◆ TEXT PROVIDED:

#####

Apr 052023

(Andy Synn has four more albums to recommend from March that you, and we, may have missed)

For this month’s catch up on “Things You May Have Missed” I’ve elected to cover four bands who – in my opinion at least – don’t conform neatly to any particular genre stereotypes or fit into one specific stylistic box.

That doesn’t mean that there wasn’t a heap of other, more genre-specific releases to check out last month – Death Metal fans would do well to check out the malevolent murk of Aphotic and/or the sheer brutality of Thanatophobia, whereas those of a more “blackened” persuasion should give Blaze of Sorrow and Malphas a try (the latter especially), while anyone looking for something moodier and doomier will doubtless enjoy the new Isole and Weight of Emptiness (and I may still try and find time to write a few words about the former if/when I get chance) – but I thought I’d go with a few selections that are a bit harder to pin down.

#####

◆ SHORT PROBLEM:
Answer these questions using the album roundup above.
(a) How many albums does Andy Synn recommend from March?
(b) Which two releases does the roundup suggest to Death Metal fans?
(c) Of the two releases recommended to those of a more "blackened" persuasion, which one is singled out as especially worth trying?

#####

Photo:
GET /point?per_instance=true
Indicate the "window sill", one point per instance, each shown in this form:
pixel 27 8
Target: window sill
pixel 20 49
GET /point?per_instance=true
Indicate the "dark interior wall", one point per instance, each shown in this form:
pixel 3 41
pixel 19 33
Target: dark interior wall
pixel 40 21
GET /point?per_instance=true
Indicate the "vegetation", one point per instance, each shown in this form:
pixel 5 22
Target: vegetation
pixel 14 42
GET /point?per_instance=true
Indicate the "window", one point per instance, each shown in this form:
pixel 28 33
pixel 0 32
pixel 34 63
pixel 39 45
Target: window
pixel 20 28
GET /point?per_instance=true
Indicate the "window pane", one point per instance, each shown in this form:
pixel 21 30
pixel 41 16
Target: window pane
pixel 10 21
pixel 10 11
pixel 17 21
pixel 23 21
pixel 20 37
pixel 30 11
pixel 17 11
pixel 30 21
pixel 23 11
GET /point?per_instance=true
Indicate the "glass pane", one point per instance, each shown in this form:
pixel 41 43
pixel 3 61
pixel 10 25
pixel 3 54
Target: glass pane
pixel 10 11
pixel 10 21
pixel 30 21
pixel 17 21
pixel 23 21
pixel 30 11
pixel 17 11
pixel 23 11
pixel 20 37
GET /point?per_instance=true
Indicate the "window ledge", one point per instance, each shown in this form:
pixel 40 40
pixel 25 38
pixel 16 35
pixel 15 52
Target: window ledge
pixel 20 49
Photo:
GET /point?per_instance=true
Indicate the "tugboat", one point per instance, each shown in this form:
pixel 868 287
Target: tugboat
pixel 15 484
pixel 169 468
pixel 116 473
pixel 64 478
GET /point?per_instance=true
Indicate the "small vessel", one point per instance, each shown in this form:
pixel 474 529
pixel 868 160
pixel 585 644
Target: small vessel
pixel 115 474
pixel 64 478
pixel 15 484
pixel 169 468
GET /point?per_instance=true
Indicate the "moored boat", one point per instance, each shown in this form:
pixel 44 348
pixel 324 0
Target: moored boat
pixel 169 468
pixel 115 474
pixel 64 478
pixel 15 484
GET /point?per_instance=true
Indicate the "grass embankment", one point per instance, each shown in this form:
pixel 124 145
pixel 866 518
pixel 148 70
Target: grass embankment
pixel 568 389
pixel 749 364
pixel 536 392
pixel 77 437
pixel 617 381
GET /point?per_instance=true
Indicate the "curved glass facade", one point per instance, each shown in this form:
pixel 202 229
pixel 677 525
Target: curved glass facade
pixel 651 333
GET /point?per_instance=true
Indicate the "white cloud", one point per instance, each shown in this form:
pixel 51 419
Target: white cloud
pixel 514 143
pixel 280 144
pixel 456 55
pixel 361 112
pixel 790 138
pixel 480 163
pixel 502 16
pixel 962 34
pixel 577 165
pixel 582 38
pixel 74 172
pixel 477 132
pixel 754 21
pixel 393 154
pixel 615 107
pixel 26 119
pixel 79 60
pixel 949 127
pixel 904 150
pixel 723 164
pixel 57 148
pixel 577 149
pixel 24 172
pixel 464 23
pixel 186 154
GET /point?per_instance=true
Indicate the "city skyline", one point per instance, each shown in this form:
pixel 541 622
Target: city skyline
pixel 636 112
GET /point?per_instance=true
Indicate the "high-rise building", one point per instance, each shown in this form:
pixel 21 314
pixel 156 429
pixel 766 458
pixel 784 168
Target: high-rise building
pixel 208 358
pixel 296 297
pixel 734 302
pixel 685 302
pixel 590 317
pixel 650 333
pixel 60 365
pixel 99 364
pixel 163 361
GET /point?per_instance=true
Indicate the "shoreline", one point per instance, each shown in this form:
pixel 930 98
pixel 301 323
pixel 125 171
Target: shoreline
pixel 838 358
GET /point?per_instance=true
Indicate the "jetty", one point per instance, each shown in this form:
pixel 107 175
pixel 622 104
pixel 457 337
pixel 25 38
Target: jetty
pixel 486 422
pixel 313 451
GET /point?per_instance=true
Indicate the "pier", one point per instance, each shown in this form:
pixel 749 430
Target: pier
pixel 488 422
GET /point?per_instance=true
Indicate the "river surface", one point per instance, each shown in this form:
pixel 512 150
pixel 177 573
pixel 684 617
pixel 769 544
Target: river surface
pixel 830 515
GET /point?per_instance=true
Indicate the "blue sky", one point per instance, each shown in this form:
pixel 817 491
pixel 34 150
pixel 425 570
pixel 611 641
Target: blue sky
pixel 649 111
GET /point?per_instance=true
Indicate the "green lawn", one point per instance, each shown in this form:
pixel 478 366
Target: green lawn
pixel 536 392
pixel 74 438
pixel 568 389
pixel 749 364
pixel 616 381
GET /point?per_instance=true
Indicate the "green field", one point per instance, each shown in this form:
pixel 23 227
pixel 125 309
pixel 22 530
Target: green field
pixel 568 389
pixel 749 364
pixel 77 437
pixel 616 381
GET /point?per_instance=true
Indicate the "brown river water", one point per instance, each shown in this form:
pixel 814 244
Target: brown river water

#####

◆ FINISHED EXERCISE:
(a) Four.
(b) Aphotic and Thanatophobia.
(c) Malphas.